----- Records for the task -----

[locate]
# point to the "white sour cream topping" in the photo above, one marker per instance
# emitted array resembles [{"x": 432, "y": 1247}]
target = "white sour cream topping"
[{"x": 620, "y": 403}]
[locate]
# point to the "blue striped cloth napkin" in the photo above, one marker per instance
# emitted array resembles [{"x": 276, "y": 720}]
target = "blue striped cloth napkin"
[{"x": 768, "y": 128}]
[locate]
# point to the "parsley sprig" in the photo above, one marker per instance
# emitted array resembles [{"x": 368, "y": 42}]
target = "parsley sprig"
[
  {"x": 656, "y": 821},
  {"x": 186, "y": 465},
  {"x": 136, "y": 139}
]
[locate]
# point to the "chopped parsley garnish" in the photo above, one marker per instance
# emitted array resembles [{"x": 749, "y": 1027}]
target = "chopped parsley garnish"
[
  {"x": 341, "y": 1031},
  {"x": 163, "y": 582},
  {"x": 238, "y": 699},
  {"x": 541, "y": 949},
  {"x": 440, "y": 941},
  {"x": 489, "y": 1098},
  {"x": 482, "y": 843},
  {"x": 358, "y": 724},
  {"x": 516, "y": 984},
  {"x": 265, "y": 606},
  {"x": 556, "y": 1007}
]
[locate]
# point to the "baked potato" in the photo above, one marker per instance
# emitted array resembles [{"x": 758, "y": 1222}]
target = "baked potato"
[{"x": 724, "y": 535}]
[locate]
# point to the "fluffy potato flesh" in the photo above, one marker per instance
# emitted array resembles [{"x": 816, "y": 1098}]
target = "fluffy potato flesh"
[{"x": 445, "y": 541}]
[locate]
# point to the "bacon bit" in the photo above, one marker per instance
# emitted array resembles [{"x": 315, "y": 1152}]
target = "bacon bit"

-----

Would you write down every record again, exactly?

Expected answer =>
[locate]
# point to the "white sour cream topping" in the photo above, one marker per instance
# emitted array resembles [{"x": 432, "y": 1247}]
target = "white sour cream topping"
[{"x": 620, "y": 403}]
[locate]
# point to the "blue striped cloth napkin" in the photo above, one marker per instance
# emitted array resembles [{"x": 276, "y": 720}]
target = "blue striped cloth napkin"
[{"x": 768, "y": 128}]
[locate]
# point to the "parsley sprig" in the photo above, one marker per instance
# emitted array resembles [{"x": 368, "y": 42}]
target = "parsley sprig"
[
  {"x": 656, "y": 821},
  {"x": 186, "y": 465},
  {"x": 136, "y": 139}
]
[locate]
# point to the "chopped parsley garnish" in the photo above, one marker per instance
# emitted array resembles [{"x": 749, "y": 1027}]
target = "chopped parsley garnish"
[
  {"x": 341, "y": 1031},
  {"x": 163, "y": 582},
  {"x": 238, "y": 699},
  {"x": 541, "y": 949},
  {"x": 440, "y": 941},
  {"x": 489, "y": 1098},
  {"x": 482, "y": 843},
  {"x": 358, "y": 724},
  {"x": 516, "y": 984},
  {"x": 265, "y": 606},
  {"x": 556, "y": 1007}
]
[locate]
# point to the "baked potato" in the photo above, one marker per instance
# emitted array resembles [{"x": 758, "y": 1222}]
target = "baked potato"
[{"x": 724, "y": 535}]
[locate]
# point to the "fluffy potato flesh" in the photo above, one marker per instance
# emitted array resembles [{"x": 816, "y": 1098}]
target = "fluffy potato flesh"
[{"x": 445, "y": 541}]
[locate]
# point to the "bacon bit" in the photo above, one marker per instance
# emitted array resembles [{"x": 315, "y": 1152}]
target = "bacon bit"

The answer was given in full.